** Supplied records follows **

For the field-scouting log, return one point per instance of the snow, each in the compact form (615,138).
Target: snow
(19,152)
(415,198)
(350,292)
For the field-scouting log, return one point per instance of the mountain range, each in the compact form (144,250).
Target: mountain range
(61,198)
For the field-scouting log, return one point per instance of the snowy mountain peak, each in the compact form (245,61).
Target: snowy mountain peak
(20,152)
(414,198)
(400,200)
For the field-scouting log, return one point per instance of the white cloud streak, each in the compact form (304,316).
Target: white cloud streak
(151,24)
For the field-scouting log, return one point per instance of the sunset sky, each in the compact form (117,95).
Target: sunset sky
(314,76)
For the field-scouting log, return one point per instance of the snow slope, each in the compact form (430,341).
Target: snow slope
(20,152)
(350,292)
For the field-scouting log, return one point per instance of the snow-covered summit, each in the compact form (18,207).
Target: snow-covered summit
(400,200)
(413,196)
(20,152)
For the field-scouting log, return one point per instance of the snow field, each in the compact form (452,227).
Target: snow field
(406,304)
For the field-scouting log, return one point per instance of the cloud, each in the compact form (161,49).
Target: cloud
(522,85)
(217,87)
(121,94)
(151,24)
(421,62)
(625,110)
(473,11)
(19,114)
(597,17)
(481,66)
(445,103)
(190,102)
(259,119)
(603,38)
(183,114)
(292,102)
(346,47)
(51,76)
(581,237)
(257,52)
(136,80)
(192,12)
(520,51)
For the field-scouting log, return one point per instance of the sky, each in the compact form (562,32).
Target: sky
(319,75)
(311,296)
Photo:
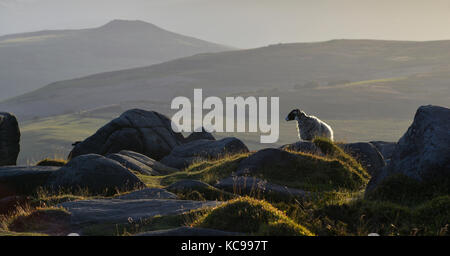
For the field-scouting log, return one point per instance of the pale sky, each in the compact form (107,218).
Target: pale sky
(243,23)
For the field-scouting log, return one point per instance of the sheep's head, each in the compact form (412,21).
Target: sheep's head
(296,113)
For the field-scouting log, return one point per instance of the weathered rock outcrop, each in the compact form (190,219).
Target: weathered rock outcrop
(188,231)
(184,186)
(366,154)
(203,135)
(423,152)
(16,180)
(146,132)
(9,139)
(95,173)
(184,155)
(257,187)
(141,163)
(88,212)
(148,193)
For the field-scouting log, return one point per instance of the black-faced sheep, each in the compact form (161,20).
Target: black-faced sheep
(309,127)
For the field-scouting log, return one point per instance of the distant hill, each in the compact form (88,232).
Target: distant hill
(338,79)
(31,60)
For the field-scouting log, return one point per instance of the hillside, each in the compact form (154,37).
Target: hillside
(29,61)
(365,89)
(352,79)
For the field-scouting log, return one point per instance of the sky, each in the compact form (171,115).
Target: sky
(243,23)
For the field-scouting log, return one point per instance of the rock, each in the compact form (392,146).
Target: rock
(95,173)
(132,164)
(9,139)
(203,135)
(88,212)
(189,185)
(184,155)
(145,132)
(153,164)
(423,152)
(367,155)
(257,187)
(386,148)
(15,180)
(148,193)
(303,146)
(188,231)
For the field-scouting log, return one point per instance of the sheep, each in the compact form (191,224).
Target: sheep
(309,127)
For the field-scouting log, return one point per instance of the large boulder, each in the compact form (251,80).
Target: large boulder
(97,174)
(366,154)
(9,139)
(203,135)
(141,163)
(146,132)
(184,155)
(15,180)
(422,153)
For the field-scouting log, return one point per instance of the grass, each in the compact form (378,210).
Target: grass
(404,190)
(250,216)
(207,171)
(362,217)
(52,136)
(143,225)
(52,162)
(27,220)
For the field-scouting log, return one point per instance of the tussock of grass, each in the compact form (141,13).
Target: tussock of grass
(251,216)
(207,171)
(51,162)
(27,220)
(332,151)
(401,189)
(315,173)
(386,218)
(42,220)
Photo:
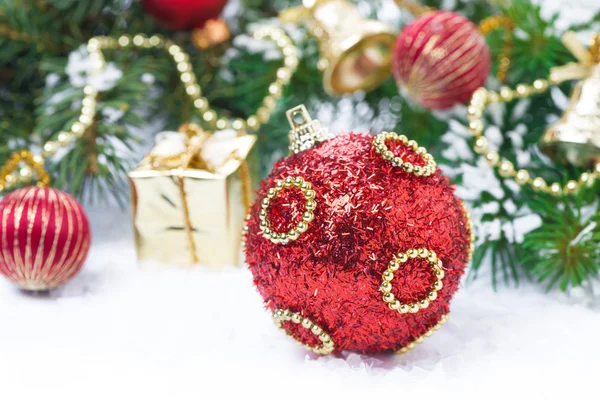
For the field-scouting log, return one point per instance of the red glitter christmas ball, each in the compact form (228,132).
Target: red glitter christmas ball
(358,244)
(45,237)
(184,14)
(441,59)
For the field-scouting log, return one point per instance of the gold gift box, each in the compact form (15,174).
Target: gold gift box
(189,209)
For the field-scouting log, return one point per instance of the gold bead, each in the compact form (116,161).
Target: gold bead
(238,124)
(540,85)
(155,41)
(481,145)
(386,287)
(193,90)
(506,94)
(388,275)
(209,116)
(25,174)
(253,122)
(506,169)
(201,103)
(124,41)
(539,183)
(138,40)
(263,115)
(49,149)
(221,123)
(522,177)
(571,187)
(523,91)
(476,127)
(90,91)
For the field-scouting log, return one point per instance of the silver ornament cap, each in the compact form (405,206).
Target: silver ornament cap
(306,132)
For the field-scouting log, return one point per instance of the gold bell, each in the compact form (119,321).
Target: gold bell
(356,52)
(575,138)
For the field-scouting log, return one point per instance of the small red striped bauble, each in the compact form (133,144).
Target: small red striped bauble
(45,237)
(441,59)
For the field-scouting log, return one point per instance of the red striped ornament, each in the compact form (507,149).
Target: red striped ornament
(45,238)
(440,59)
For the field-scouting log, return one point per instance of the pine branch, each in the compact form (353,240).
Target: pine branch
(565,250)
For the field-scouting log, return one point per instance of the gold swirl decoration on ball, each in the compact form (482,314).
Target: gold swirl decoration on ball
(302,226)
(388,155)
(327,346)
(421,338)
(388,275)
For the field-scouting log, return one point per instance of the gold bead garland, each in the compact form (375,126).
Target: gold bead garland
(482,98)
(327,347)
(188,78)
(381,148)
(33,165)
(489,25)
(421,338)
(302,226)
(471,226)
(388,275)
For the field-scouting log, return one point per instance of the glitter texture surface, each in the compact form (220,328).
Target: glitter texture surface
(367,212)
(441,59)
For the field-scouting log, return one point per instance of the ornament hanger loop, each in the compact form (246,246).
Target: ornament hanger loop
(327,347)
(394,265)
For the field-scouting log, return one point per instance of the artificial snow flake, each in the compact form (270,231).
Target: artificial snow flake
(79,67)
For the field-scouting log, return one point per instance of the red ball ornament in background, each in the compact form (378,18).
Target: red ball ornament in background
(184,14)
(44,237)
(441,59)
(357,243)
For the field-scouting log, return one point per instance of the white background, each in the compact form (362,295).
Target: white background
(117,331)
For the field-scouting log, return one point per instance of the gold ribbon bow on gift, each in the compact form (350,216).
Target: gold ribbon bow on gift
(191,181)
(588,59)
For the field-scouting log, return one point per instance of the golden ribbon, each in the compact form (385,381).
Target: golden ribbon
(190,158)
(588,59)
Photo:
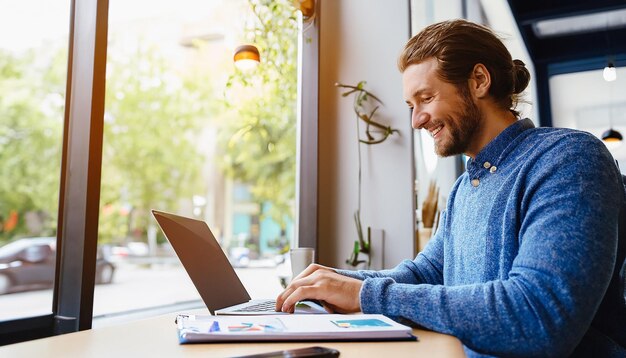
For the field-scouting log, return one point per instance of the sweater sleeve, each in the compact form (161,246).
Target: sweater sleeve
(426,268)
(558,278)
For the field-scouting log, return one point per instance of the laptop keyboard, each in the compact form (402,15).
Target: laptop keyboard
(265,306)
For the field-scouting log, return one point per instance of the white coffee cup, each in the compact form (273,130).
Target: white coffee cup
(301,258)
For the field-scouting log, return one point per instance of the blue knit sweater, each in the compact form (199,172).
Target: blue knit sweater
(524,252)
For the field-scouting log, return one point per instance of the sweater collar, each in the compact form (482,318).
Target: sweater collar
(495,151)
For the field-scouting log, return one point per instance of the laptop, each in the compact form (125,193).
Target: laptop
(211,272)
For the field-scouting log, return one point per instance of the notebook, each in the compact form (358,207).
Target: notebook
(331,327)
(211,272)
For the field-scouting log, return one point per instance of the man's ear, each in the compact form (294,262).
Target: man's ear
(480,81)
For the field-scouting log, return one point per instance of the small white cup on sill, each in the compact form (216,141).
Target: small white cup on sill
(301,258)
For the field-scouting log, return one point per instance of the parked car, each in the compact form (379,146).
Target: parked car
(29,264)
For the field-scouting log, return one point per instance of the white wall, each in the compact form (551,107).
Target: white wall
(360,40)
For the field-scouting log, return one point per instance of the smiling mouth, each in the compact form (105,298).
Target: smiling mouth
(434,132)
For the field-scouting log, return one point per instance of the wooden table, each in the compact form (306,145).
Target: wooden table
(156,337)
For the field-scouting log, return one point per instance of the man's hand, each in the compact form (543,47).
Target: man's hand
(337,293)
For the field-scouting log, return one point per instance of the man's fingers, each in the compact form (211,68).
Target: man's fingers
(298,295)
(304,280)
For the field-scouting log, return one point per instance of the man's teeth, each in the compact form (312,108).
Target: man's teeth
(435,131)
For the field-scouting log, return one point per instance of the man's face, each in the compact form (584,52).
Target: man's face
(450,115)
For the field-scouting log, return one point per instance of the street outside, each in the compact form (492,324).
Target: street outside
(136,287)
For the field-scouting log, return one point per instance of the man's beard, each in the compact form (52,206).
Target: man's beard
(462,126)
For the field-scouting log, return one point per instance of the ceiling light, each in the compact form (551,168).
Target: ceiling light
(612,138)
(609,73)
(246,57)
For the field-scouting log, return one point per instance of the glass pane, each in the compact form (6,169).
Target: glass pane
(187,132)
(33,67)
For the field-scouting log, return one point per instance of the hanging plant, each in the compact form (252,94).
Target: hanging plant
(375,133)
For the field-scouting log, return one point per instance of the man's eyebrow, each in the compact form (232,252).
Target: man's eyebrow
(415,94)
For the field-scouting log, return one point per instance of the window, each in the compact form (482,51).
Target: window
(186,132)
(33,70)
(214,143)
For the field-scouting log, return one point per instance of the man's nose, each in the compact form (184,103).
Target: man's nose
(419,119)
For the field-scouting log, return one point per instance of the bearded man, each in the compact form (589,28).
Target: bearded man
(526,260)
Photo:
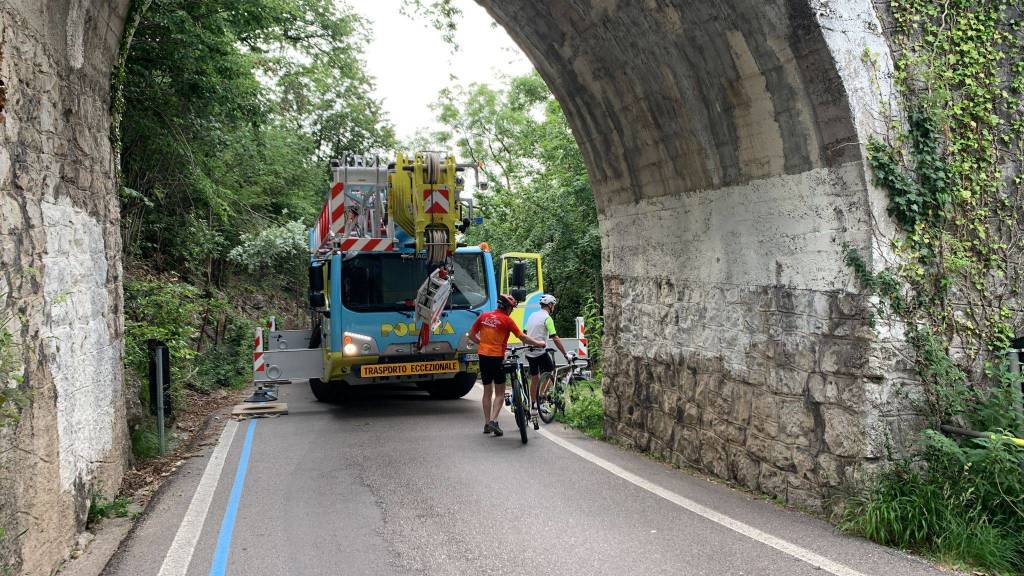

** End of Supplied records **

■ Instructions to follow ■
Pictures are to be left out, and the lines from the beginning of the records through the line with "compact form (190,219)." are to be printed exactly, with nothing added.

■ Exercise solution ■
For the field-scouting log, return one point per instance of the snow, each in the compact form (615,138).
Target: snow
(19,152)
(415,198)
(350,292)
For the field-scouting log, return one point per instance of the mountain range, each in the compact form (144,250).
Target: mountain range
(61,198)
For the field-scouting log, return one point per instance of the snowy mountain peak, each in the compact form (245,61).
Target: snowy mountain peak
(20,152)
(414,198)
(400,200)
For the field-scouting log, return one point per instance of the white cloud streak, each in the compact form (304,316).
Target: white cloud streak
(151,24)
For the field-scouting log, return one point per instance of the sunset sky, each in the compact form (117,95).
Target: sunset sky
(314,76)
For the field-scouting log, return one point per instance of the snow slope, each in the compact form (430,341).
Target: snow slope
(20,152)
(350,292)
For the field-scouting log, return one point per instance of the snow-covered summit, each in the compact form (18,207).
Target: snow-covered summit
(400,200)
(413,196)
(20,152)
For the field-scouting log, return one point per instance of the snow field, each in the compact form (452,227).
Target: snow field
(406,304)
For the field-scouting log, return one point per instance of the cloud, each in the compact form (161,49).
Target: cloud
(522,85)
(217,87)
(121,94)
(151,24)
(421,62)
(625,110)
(473,11)
(19,114)
(597,17)
(481,66)
(445,103)
(190,102)
(259,119)
(603,38)
(183,114)
(292,102)
(346,47)
(51,76)
(581,237)
(257,52)
(136,80)
(192,12)
(520,51)
For the field-scouting log, return one point per instance of the sky, each in the compact form (562,32).
Target: sky
(319,75)
(311,296)
Photo:
For the field-scouting log, return one point per instance of the pale sky, each in the compact form (107,218).
Target: pale sky
(243,23)
For the field-scouting log, return one point per instance of the sheep's head, each in the compact form (412,21).
Target: sheep's head
(296,113)
For the field-scouting log, return one point per instance of the weathered rock outcrop, each in the compact form (190,219).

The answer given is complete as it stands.